**WHAT THE TASK ASKS**.
Beginning at the line that contains "Would you be able to point to the flower stem" and ending at the last line of the entries, write out each line exactly; include nothing outside that span.

>> START LISTED ENTRIES

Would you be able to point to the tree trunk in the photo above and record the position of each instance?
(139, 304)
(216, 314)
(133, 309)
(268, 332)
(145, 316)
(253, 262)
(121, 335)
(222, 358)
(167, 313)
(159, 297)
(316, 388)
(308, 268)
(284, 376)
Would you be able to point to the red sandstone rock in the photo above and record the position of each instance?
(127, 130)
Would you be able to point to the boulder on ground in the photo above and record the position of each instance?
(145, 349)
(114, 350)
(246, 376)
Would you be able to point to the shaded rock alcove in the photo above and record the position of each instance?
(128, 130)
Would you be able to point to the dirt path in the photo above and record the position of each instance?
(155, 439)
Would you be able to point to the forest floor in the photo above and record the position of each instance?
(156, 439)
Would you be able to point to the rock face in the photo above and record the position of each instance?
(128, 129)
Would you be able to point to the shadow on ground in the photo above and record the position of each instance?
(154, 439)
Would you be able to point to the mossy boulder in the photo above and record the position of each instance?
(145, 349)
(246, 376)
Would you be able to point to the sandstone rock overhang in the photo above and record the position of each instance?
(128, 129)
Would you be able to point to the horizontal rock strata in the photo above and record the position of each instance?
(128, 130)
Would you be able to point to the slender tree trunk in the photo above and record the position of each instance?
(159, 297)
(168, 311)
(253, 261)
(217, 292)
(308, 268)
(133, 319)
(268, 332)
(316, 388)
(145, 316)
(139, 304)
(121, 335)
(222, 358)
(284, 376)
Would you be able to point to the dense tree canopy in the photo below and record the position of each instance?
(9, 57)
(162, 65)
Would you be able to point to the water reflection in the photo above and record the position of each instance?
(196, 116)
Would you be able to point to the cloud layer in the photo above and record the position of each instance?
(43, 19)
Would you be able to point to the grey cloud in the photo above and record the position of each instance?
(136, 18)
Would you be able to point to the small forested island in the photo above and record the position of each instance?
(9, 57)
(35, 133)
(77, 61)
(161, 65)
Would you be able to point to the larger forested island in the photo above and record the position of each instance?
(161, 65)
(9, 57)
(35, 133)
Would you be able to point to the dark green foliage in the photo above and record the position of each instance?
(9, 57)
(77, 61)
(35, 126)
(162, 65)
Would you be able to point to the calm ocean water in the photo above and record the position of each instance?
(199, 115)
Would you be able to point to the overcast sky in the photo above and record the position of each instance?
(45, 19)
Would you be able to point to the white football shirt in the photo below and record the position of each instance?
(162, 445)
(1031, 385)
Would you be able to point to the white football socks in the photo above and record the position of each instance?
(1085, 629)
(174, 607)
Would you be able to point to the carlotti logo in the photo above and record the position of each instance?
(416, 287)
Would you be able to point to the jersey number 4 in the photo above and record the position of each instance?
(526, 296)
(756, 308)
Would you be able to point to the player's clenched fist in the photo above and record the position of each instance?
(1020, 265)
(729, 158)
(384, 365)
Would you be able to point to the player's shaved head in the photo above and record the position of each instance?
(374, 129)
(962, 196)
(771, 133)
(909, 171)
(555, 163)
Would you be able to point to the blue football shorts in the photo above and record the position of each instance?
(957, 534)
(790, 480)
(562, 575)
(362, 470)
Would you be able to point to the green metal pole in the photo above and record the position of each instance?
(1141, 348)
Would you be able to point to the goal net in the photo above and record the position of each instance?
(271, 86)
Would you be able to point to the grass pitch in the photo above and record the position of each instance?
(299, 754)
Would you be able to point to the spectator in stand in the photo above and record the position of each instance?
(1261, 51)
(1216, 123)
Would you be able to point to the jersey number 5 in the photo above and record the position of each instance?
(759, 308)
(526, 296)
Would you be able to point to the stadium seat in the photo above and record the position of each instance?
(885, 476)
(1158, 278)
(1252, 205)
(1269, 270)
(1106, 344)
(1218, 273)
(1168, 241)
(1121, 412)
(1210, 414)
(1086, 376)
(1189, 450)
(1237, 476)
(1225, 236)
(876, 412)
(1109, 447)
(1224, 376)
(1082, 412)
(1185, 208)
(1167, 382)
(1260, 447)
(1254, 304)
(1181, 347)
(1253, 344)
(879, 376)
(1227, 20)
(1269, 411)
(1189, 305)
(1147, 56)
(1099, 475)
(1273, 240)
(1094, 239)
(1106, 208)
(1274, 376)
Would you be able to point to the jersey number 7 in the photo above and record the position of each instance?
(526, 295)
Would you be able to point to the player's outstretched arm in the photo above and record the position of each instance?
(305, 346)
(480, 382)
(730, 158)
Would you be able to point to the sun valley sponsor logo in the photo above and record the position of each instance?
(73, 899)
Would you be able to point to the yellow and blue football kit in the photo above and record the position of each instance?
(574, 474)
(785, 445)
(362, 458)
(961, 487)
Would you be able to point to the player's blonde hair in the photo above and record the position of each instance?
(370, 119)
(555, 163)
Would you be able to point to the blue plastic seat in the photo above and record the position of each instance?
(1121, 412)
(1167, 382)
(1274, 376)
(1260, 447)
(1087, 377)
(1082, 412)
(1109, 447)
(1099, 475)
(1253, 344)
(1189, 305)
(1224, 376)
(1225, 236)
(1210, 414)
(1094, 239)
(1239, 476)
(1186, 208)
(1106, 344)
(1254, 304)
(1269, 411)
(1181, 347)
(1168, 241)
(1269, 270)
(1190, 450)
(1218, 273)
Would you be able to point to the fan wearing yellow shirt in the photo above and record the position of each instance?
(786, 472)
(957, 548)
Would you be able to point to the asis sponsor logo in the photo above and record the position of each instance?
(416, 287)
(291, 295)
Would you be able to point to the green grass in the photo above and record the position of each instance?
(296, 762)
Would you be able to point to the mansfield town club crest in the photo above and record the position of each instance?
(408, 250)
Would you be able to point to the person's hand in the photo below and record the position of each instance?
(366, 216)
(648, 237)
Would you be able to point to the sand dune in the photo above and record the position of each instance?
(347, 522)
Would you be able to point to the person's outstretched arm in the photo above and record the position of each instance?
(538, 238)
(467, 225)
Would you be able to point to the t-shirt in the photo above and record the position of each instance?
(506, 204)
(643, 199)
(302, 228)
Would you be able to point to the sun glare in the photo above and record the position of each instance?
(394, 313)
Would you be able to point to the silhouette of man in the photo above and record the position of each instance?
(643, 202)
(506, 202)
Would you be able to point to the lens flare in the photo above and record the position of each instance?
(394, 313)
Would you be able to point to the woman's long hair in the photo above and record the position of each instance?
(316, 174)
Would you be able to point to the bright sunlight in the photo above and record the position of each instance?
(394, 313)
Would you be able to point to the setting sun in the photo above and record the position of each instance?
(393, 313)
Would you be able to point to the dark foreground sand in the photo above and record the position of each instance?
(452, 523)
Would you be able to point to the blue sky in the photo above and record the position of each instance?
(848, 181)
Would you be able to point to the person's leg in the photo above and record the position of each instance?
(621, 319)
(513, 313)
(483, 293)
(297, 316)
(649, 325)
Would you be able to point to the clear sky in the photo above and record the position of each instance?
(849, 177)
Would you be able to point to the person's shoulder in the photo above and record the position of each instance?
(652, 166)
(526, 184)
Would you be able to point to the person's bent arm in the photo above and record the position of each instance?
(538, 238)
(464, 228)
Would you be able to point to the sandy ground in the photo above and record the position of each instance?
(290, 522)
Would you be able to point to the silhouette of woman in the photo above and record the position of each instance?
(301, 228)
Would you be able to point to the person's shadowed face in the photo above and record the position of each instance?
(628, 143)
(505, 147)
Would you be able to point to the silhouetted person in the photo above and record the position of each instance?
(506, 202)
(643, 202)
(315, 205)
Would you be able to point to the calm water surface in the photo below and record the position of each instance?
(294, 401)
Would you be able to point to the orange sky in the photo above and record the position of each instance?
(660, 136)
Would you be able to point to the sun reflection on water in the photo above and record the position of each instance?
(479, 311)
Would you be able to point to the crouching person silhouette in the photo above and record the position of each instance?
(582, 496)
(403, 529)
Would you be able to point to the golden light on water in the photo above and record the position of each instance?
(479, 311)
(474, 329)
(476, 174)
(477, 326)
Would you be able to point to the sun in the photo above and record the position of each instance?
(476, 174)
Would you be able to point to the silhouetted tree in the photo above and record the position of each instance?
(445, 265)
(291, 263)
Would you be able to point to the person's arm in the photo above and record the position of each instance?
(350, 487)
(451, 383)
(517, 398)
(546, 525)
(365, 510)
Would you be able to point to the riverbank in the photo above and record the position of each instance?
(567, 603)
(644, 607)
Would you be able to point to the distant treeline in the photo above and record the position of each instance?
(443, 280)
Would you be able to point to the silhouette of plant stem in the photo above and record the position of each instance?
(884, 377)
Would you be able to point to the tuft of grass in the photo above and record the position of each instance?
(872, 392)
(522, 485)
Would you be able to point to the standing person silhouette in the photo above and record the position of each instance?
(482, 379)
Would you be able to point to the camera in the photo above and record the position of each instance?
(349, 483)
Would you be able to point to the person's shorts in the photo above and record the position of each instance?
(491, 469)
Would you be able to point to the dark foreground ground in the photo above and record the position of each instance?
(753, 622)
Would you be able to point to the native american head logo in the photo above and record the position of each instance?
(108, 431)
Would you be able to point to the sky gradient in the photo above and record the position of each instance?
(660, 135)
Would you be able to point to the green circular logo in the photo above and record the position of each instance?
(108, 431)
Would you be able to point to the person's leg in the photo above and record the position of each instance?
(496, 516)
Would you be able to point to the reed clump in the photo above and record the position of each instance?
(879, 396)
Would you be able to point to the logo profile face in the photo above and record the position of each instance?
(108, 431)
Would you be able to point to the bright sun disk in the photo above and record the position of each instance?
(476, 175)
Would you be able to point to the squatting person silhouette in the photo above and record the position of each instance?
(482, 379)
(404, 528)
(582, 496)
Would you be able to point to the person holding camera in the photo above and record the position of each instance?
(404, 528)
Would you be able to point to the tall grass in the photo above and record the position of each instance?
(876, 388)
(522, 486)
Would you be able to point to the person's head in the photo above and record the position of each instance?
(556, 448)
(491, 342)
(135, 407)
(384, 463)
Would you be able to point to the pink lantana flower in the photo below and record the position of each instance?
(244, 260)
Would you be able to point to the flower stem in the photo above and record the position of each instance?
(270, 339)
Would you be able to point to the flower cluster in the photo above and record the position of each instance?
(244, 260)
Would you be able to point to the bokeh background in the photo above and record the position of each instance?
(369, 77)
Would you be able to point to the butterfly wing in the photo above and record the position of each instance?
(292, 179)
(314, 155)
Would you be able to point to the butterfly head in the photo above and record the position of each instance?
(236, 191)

>> END LISTED ENTRIES

**EXERCISE ANSWER**.
Would you be able to point to the flower stem in the photo above and record the position of each instance?
(270, 339)
Would you be able to point to the flower cluster in the photo above and record the position of each instance?
(244, 260)
Would you be able to point to the bokeh background in the photo above and record the position of each instance?
(369, 77)
Would you be able to point to the butterfly wing in the photo above and record the position of each instance?
(292, 179)
(314, 155)
Would you be able to point to the butterfly head in the photo above and record the position of each instance?
(236, 191)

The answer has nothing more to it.